**Excerpt provided:**

+---+

# Show jitters!



## Red Cedar Farm (Dec 19, 2012)

Hearing that for the first time will be something to treasure for the rest of your life! Good luck and have fun!


----------



## Cacowgirl (Feb 19, 2011)

I hope you do hear that! Let us know how the day unfolds!


----------



## Maple (Jan 10, 2012)

Good luck!! Make sure you focus on having fun!


----------



## MyBoyPuck (Mar 27, 2009)

Sounds like you're going for all the right reasons. You'll do great and enjoy the moment no matter what.


----------



## farmpony84 (Apr 21, 2008)

I think that was always my favorite part of the shows too... Still is... Owned and Ridden by...


----------



## Horses4Healing (Feb 3, 2012)

I keep telling you Chicki that you will do fine! Just remember to have fun and be sure to kick the butts of everyone else, including me and Rusty. haha. Only 4 more days!


----------



## Horsequeen08 (Jun 24, 2007)

The show was AMAZING!!!!!!!!!!!!!!!!!!!!!! 

I took 4 first 2 second (one of those was in Champion) and one fourth. The 4th was in our hunter hack class. Clearly we didn't practice enough because she wouldn't canter it well in warm up and then dodged out of the second jump-something I thought we were over, but I guess not. But it is ok. I handled her better with her little fit than I ever have in any lesson, so I'm really proud of myself. But on the flat...we cleaned up. It was AMAZING and I can't wait for our next show. We know where we need to focus on. MY mare and I are finally in sync with each other. I'm just so so so sooooo proud of her.


----------



## Horses4Healing (Feb 3, 2012)

Told you you'd do fine


----------

+---+

**Recorded data:**
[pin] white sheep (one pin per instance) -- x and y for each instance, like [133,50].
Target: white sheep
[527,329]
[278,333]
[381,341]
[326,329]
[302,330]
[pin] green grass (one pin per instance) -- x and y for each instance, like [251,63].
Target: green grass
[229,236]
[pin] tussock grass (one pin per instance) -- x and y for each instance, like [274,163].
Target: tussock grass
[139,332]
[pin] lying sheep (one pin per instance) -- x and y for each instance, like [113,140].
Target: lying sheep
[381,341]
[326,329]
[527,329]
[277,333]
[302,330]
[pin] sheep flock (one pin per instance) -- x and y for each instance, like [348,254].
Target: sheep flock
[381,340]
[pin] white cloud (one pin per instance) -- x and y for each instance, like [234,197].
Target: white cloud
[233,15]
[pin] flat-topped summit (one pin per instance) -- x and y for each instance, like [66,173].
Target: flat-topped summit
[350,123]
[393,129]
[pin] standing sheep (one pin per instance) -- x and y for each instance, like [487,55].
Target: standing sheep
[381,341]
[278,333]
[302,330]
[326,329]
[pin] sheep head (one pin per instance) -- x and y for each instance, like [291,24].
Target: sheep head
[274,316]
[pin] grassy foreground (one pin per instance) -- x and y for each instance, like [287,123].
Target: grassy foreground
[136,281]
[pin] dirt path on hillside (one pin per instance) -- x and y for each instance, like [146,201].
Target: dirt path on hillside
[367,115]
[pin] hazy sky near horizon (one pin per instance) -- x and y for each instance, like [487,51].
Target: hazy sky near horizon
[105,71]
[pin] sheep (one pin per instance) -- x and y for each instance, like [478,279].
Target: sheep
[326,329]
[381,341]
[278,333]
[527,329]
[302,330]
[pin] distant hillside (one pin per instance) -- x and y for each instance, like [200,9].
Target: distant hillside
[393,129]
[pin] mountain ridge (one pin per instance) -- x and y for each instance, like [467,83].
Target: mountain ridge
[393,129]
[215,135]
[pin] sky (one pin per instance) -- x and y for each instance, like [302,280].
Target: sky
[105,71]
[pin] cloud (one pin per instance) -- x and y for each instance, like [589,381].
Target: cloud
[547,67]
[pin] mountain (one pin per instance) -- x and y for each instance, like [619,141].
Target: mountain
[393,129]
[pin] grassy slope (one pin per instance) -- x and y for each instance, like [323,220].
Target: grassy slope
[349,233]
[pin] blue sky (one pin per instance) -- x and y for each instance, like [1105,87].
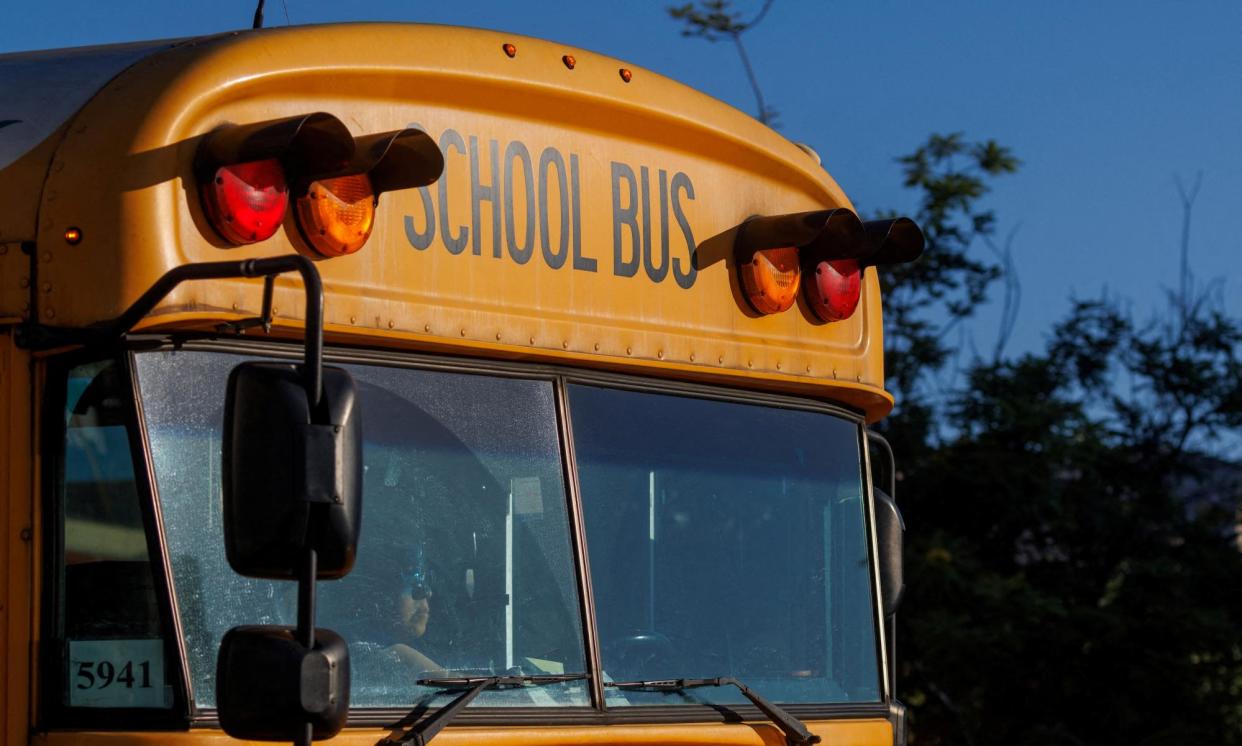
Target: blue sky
[1106,103]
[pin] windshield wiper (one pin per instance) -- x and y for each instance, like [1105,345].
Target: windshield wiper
[429,729]
[795,732]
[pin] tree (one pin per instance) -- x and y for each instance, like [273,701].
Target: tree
[714,20]
[1073,545]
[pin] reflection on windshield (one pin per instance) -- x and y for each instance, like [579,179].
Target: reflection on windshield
[727,540]
[465,562]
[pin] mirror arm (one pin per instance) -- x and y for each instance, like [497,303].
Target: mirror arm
[882,442]
[267,268]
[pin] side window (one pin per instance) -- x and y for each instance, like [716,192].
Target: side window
[107,634]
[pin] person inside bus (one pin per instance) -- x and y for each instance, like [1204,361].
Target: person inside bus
[398,600]
[412,612]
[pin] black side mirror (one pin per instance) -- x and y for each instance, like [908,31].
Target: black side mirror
[293,478]
[277,685]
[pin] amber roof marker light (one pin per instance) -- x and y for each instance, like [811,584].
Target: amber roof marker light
[335,211]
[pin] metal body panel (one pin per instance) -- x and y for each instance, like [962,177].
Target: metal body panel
[554,180]
[39,93]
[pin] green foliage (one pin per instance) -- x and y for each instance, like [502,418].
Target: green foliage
[924,301]
[716,20]
[1072,555]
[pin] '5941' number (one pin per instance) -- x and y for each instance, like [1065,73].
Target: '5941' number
[102,674]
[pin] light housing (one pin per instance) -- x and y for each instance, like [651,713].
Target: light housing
[834,288]
[245,202]
[771,278]
[831,248]
[335,211]
[337,214]
[244,173]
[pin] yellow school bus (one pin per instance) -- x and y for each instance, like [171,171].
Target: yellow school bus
[614,344]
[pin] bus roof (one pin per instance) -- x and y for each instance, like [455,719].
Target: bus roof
[585,215]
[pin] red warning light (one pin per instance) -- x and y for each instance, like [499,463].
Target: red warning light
[246,201]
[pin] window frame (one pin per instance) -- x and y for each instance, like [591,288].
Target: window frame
[51,711]
[560,376]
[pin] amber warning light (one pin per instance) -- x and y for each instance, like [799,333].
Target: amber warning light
[822,252]
[247,174]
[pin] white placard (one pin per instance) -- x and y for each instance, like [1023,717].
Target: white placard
[116,673]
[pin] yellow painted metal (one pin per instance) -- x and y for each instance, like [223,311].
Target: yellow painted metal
[573,170]
[18,531]
[838,732]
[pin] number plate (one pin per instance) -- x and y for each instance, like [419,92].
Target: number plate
[116,673]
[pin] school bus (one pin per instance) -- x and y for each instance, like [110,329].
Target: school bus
[609,349]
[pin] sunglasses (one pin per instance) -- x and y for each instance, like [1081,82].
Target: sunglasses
[416,584]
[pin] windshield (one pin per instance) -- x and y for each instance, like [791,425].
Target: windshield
[725,540]
[465,561]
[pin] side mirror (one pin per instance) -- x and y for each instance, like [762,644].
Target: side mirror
[292,510]
[292,478]
[889,531]
[277,685]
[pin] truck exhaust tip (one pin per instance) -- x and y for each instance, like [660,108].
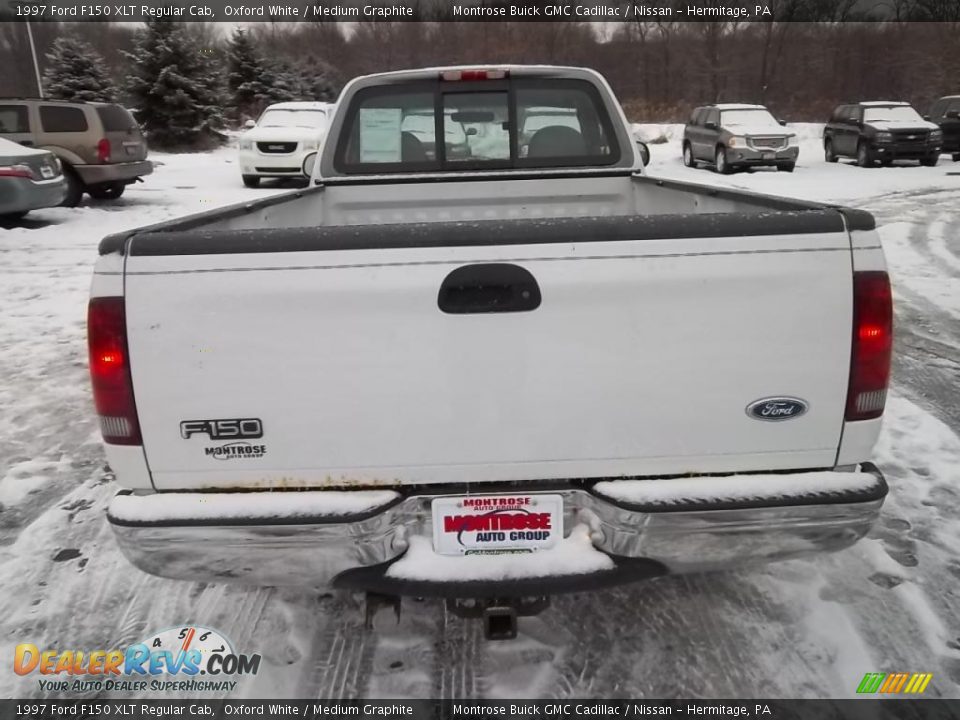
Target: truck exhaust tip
[500,623]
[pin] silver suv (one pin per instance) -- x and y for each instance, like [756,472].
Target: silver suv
[733,136]
[99,144]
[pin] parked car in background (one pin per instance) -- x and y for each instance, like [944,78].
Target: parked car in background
[881,131]
[275,145]
[946,114]
[642,148]
[99,145]
[29,179]
[733,136]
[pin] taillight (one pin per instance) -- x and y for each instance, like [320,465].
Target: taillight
[110,371]
[471,75]
[103,150]
[16,171]
[872,345]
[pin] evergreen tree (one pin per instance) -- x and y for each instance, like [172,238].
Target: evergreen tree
[247,80]
[175,88]
[318,80]
[75,72]
[283,83]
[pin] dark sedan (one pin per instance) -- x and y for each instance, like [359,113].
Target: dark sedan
[29,179]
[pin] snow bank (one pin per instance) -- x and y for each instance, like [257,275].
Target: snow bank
[733,487]
[27,477]
[224,507]
[574,555]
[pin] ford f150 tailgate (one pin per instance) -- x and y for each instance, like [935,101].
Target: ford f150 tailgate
[495,350]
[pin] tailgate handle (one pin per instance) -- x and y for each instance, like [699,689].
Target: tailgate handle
[488,287]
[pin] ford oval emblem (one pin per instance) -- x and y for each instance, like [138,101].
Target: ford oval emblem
[777,409]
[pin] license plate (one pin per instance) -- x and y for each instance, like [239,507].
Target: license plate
[493,524]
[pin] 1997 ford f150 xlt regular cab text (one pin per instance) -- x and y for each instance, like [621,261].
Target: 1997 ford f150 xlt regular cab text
[470,364]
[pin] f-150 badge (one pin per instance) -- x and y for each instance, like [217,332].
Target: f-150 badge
[777,409]
[228,429]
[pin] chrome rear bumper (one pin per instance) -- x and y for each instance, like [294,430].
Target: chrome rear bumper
[698,530]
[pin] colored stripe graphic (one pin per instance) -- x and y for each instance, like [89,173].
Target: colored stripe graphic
[871,682]
[892,683]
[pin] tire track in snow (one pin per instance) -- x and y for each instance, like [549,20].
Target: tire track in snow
[940,233]
[460,658]
[342,653]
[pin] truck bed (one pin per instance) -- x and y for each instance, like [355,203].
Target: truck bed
[664,311]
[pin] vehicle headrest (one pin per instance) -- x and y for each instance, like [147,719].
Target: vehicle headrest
[556,141]
[411,149]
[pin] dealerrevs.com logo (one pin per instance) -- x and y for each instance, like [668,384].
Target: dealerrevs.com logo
[188,658]
[236,451]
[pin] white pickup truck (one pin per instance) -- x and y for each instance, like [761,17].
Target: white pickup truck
[489,368]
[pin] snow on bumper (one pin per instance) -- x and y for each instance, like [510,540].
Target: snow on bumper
[618,530]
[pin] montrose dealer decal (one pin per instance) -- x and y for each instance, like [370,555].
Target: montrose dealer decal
[239,430]
[496,523]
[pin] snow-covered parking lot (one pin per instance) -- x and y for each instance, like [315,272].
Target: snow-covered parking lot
[805,628]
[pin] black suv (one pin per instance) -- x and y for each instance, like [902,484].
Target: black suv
[881,132]
[946,114]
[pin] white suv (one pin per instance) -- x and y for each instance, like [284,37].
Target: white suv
[276,145]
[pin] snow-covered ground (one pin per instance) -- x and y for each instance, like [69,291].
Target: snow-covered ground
[808,628]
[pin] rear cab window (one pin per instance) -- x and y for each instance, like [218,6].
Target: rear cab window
[62,118]
[430,126]
[14,119]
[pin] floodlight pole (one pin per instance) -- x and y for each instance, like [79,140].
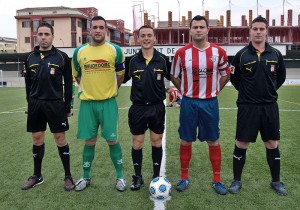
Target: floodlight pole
[178,20]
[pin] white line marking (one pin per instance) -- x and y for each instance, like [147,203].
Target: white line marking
[160,205]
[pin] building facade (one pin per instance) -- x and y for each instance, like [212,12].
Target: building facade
[71,27]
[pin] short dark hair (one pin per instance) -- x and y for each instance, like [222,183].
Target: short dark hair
[99,18]
[45,24]
[145,26]
[260,19]
[199,17]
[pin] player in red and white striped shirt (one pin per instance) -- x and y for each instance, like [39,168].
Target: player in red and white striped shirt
[200,71]
[174,96]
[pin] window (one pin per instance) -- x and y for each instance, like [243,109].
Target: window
[116,35]
[27,39]
[79,24]
[73,24]
[73,40]
[35,42]
[51,22]
[35,24]
[26,24]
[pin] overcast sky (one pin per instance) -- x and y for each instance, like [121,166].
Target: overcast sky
[122,9]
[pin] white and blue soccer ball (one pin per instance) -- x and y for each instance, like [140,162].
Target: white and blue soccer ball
[160,188]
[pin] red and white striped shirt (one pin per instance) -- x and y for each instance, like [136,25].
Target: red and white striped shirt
[174,93]
[200,70]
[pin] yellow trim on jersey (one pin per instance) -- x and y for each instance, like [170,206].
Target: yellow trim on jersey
[96,67]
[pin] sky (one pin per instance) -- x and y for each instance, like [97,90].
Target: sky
[122,9]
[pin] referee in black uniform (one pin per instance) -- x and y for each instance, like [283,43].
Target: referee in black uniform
[147,68]
[48,81]
[257,72]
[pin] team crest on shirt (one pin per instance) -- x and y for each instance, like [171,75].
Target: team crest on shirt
[272,68]
[214,58]
[52,71]
[232,68]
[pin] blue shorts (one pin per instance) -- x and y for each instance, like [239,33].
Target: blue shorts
[200,115]
[179,101]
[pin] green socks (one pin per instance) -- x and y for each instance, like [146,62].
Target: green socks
[116,157]
[87,159]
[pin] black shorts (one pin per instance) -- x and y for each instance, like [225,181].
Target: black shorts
[142,117]
[41,112]
[253,118]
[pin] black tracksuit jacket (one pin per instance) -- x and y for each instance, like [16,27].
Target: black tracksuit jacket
[147,80]
[49,76]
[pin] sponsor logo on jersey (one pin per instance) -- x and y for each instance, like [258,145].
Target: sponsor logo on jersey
[97,65]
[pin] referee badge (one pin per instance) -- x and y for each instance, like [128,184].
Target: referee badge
[158,76]
[272,68]
[52,71]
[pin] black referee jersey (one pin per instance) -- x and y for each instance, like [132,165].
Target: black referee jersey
[257,76]
[147,80]
[49,76]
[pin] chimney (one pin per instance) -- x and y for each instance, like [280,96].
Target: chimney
[228,18]
[268,15]
[290,17]
[145,18]
[244,20]
[183,23]
[169,19]
[189,16]
[222,20]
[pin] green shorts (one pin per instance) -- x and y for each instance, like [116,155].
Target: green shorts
[94,113]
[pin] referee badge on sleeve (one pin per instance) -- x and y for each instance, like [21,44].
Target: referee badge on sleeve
[272,68]
[158,76]
[232,68]
[52,71]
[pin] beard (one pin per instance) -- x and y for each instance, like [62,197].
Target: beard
[98,41]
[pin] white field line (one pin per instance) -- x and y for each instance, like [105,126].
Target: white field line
[160,205]
[124,108]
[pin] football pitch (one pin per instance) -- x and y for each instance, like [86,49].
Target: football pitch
[17,165]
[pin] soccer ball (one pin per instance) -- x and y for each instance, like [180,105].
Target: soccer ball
[160,188]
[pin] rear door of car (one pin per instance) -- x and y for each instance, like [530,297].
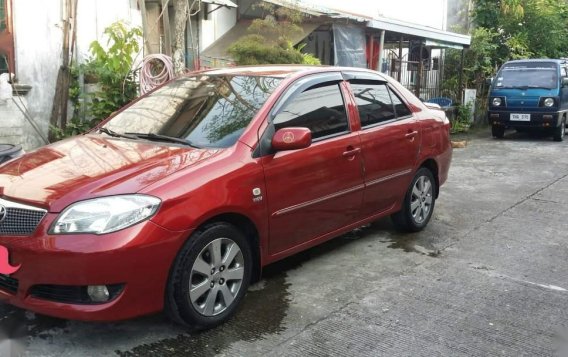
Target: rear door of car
[319,189]
[390,140]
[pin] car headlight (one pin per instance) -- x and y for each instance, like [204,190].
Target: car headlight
[105,214]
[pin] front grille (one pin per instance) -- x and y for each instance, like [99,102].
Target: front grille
[8,284]
[17,219]
[71,294]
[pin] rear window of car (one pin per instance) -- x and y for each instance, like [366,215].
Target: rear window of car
[209,111]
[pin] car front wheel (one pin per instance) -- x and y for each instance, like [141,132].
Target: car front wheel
[418,203]
[210,277]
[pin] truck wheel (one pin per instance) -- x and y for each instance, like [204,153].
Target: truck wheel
[497,131]
[559,132]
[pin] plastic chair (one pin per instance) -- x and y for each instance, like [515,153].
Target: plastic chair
[443,102]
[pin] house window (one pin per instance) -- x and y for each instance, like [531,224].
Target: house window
[6,37]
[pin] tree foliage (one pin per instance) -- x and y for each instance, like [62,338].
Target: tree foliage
[111,68]
[269,41]
[506,30]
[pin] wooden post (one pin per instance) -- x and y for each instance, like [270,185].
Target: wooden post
[420,72]
[460,88]
[145,29]
[399,76]
[59,109]
[167,31]
[381,47]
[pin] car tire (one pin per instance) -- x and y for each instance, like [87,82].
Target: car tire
[497,131]
[418,203]
[559,132]
[210,277]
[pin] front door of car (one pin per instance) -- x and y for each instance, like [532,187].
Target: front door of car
[319,189]
[390,140]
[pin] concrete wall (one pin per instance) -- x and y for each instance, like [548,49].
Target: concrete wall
[38,40]
[218,23]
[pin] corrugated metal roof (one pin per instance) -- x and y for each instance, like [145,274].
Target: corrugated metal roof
[419,31]
[451,39]
[227,3]
[316,10]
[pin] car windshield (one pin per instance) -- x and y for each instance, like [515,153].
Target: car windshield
[206,111]
[528,75]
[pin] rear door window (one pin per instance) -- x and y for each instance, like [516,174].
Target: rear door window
[319,108]
[377,103]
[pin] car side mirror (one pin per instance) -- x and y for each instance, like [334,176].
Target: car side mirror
[291,139]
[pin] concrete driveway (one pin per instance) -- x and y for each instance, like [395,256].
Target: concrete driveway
[489,276]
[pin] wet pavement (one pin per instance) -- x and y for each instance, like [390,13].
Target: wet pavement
[488,276]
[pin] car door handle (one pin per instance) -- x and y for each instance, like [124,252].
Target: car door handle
[411,134]
[351,151]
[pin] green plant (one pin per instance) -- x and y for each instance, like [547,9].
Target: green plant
[462,121]
[256,48]
[112,70]
[75,126]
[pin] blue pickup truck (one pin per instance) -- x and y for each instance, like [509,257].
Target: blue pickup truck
[530,95]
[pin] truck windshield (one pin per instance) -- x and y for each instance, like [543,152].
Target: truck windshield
[205,111]
[528,75]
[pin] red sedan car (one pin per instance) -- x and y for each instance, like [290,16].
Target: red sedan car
[176,202]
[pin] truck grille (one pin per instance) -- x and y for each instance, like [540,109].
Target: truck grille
[19,220]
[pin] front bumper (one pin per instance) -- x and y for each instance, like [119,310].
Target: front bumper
[537,119]
[138,258]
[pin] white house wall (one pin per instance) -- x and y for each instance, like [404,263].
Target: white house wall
[218,23]
[38,37]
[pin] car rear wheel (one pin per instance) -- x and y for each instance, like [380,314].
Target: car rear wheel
[418,203]
[559,132]
[210,277]
[497,131]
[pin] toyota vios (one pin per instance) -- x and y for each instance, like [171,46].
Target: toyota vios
[176,202]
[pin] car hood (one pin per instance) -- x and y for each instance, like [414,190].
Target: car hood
[92,166]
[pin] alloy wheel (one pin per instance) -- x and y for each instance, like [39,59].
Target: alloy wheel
[216,277]
[421,199]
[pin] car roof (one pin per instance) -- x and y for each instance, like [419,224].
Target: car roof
[280,71]
[535,60]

+---+

**Stated goal A:** In the horse show thread, what reason does Horsequeen08 give for concluding they hadn't practiced enough for the hunter hack class? Answer in one to three sentences.
**Stated goal B:** Please show every line of the rows that contains the string "housing".

**Solution A:** Horsequeen08 concludes they hadn't practiced enough because the mare wouldn't canter well in warm-up. She then dodged out of the second jump, something Horsequeen08 had thought they were past.

**Solution B:**
[pin] light housing (one pin per instance) -- x and y for each instance, like [651,713].
Target: light housing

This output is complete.